◆ **WORK REQUIRED**: Decide whether each statement agrees with the passage on the unknown victims of 9/11, and answer yes or no, quoting the words of the passage that settle it. 1. Joe Picurro was thirty-four years old when he showed up at Ground Zero. 2. Joe Picurro has been unable to work for the last ten years. 3. The speaker in the final paragraph knew the rescuers lacked equipment that could cut the steel.

Posted in9/11 / Government / Terrorism / USA Empire

Unknown victims of 9/11 terrorist attack

Joe Picurro was one of thousands of men and women who showed up at Ground Zero on September 11th to help with the rescue and recovery efforts. He was thirty-four years old at the time.

Now Joe is dying. His doctor has told him he has the lungs of a ninety-five-year-old. His lungs are so inflamed from all the tiny particles of glass and even human bone fragments lodged in them that every breath produces excruciating pain. He’s been unable to work for the last five years and takes thirty-seven different medicines.

I watched like everybody else; on the TV, I watched the towers go down. And I have policemen and firemen in my family, and I knew the kind of equipment they carried, and I knew they didn’t have the kind of equipment to cut that steel. So I grabbed some of my tools, and I jumped in my car, and I went up there.

◆ **DATA SUPPLIED**:
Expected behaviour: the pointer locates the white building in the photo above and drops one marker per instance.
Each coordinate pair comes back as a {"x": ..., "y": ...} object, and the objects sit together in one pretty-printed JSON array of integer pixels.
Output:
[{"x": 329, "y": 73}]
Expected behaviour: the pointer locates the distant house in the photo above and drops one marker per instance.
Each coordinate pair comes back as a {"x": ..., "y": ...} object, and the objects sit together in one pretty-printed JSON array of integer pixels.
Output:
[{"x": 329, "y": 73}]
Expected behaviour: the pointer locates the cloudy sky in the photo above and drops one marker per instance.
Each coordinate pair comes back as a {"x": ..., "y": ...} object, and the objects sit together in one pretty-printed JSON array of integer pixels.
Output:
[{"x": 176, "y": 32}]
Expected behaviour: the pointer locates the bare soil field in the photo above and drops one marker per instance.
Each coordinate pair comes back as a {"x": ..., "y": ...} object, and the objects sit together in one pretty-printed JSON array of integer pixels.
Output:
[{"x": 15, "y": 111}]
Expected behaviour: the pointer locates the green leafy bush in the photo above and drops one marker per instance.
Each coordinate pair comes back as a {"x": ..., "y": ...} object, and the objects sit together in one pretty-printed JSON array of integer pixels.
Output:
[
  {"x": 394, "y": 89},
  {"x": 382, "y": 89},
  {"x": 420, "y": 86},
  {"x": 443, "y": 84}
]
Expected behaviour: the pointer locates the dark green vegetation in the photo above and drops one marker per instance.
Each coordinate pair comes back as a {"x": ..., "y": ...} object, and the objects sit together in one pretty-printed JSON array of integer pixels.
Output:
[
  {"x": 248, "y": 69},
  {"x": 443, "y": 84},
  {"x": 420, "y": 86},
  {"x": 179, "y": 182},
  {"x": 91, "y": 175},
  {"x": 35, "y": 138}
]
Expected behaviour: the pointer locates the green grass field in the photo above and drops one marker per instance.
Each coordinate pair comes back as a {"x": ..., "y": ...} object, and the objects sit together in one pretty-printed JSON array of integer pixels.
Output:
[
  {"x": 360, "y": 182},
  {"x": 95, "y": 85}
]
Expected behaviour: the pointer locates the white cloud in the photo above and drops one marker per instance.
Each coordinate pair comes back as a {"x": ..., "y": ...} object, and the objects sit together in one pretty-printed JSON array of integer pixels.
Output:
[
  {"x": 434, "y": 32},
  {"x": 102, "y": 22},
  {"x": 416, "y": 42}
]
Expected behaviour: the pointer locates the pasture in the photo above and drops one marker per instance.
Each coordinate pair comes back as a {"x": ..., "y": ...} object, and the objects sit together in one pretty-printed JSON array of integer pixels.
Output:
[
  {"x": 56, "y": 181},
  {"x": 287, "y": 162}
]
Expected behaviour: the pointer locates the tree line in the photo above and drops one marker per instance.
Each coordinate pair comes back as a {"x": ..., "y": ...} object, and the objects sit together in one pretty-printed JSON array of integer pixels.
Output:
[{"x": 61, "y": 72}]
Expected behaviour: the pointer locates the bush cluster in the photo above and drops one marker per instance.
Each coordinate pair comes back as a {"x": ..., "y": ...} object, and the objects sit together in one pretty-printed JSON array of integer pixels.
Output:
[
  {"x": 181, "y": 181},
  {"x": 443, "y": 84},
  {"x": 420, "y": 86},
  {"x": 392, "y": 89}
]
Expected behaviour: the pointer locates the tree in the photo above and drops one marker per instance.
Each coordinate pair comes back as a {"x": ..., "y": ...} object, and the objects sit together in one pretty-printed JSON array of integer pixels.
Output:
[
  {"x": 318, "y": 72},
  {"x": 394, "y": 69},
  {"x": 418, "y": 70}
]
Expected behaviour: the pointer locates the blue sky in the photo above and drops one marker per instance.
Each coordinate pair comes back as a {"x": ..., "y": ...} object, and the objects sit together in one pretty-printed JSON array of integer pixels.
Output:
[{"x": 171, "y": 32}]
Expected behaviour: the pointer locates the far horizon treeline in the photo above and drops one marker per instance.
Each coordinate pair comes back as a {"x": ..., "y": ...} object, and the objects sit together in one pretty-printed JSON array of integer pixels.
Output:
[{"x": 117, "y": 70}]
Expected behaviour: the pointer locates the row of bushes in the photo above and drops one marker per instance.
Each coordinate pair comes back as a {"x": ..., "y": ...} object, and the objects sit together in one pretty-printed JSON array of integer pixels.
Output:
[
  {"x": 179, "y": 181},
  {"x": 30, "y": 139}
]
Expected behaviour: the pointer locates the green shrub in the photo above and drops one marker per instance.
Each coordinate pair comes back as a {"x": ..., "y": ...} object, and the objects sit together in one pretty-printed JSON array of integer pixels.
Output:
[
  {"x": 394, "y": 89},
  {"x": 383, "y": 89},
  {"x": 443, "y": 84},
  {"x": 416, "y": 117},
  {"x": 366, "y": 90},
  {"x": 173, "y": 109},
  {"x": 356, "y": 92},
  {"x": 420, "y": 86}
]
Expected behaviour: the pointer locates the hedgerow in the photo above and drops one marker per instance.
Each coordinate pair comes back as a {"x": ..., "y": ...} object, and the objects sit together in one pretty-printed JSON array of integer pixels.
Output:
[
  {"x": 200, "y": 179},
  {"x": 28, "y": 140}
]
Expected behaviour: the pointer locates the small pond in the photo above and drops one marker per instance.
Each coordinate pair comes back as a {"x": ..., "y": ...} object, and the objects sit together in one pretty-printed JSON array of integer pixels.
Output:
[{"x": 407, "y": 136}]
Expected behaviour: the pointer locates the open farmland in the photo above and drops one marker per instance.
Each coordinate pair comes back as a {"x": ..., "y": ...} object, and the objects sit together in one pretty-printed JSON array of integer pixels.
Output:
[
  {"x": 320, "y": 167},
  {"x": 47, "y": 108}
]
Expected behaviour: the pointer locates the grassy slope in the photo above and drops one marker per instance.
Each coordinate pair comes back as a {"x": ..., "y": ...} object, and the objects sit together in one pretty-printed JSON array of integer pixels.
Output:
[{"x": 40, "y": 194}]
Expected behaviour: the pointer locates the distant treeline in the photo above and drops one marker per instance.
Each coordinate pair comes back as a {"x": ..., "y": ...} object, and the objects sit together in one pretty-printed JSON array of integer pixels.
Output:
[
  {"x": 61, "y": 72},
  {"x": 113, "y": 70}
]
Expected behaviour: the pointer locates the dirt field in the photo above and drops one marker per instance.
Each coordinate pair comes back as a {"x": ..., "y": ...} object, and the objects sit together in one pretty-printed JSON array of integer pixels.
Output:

◆ **REPLY**:
1. Yes: "He was thirty-four years old at the time."
2. No: "He’s been unable to work for the last five years"
3. Yes: "I knew they didn’t have the kind of equipment to cut that steel"